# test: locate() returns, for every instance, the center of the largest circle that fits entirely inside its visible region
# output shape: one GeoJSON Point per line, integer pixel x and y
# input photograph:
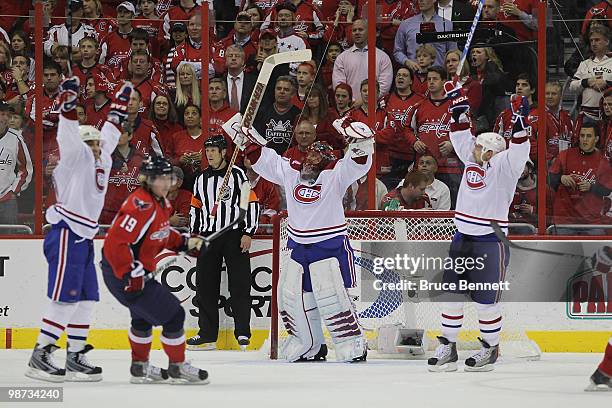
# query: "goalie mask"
{"type": "Point", "coordinates": [318, 156]}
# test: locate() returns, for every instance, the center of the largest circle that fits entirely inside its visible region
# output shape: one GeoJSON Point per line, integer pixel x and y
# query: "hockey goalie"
{"type": "Point", "coordinates": [312, 289]}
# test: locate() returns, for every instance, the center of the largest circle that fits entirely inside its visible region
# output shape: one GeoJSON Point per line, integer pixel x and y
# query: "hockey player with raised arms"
{"type": "Point", "coordinates": [81, 180]}
{"type": "Point", "coordinates": [486, 191]}
{"type": "Point", "coordinates": [321, 266]}
{"type": "Point", "coordinates": [140, 231]}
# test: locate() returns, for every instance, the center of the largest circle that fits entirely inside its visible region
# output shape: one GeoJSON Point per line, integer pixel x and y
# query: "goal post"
{"type": "Point", "coordinates": [375, 234]}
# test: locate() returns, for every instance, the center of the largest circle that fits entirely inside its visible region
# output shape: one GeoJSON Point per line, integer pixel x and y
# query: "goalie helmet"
{"type": "Point", "coordinates": [319, 155]}
{"type": "Point", "coordinates": [156, 166]}
{"type": "Point", "coordinates": [491, 141]}
{"type": "Point", "coordinates": [88, 133]}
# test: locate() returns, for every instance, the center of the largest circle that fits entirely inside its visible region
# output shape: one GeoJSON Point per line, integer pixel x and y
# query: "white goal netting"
{"type": "Point", "coordinates": [378, 235]}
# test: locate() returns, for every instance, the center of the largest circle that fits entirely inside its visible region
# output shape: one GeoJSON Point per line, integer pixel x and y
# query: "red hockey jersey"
{"type": "Point", "coordinates": [503, 126]}
{"type": "Point", "coordinates": [431, 125]}
{"type": "Point", "coordinates": [139, 233]}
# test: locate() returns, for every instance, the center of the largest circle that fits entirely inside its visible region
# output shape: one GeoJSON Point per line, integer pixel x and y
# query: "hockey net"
{"type": "Point", "coordinates": [416, 229]}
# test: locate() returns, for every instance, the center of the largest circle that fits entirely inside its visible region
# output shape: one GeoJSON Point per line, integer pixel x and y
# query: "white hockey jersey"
{"type": "Point", "coordinates": [315, 210]}
{"type": "Point", "coordinates": [81, 181]}
{"type": "Point", "coordinates": [485, 193]}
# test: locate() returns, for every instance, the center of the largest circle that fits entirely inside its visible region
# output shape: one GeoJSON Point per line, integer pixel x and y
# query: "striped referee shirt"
{"type": "Point", "coordinates": [205, 191]}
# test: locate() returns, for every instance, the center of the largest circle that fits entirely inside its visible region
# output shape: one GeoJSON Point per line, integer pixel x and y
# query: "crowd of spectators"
{"type": "Point", "coordinates": [156, 44]}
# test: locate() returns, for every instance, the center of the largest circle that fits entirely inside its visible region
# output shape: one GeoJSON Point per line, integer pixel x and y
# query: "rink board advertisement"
{"type": "Point", "coordinates": [551, 294]}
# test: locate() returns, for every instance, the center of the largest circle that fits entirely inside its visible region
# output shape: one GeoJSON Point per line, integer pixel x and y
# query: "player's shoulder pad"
{"type": "Point", "coordinates": [140, 201]}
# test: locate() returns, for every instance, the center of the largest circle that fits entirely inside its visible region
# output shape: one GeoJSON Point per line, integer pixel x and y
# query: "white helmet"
{"type": "Point", "coordinates": [88, 132]}
{"type": "Point", "coordinates": [491, 141]}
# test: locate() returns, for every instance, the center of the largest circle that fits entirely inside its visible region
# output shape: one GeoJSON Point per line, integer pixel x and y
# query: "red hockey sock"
{"type": "Point", "coordinates": [141, 346]}
{"type": "Point", "coordinates": [606, 365]}
{"type": "Point", "coordinates": [174, 348]}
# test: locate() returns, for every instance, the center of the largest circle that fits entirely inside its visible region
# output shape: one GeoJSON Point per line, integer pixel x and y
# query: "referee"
{"type": "Point", "coordinates": [233, 247]}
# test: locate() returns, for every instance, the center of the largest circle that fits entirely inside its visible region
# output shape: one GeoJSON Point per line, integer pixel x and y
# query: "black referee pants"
{"type": "Point", "coordinates": [208, 286]}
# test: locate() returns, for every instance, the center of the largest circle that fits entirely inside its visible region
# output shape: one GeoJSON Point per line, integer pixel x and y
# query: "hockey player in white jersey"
{"type": "Point", "coordinates": [321, 266]}
{"type": "Point", "coordinates": [486, 191]}
{"type": "Point", "coordinates": [81, 179]}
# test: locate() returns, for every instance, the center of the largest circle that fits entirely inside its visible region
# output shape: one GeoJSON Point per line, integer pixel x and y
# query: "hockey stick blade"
{"type": "Point", "coordinates": [503, 238]}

***

# Goal
Select every line above that contains the string "jersey", and copy each one. Case counts.

# Correct answer
# query: "red hockey jersey"
# query: "white hockey jersey"
# query: "hockey player in white jersey"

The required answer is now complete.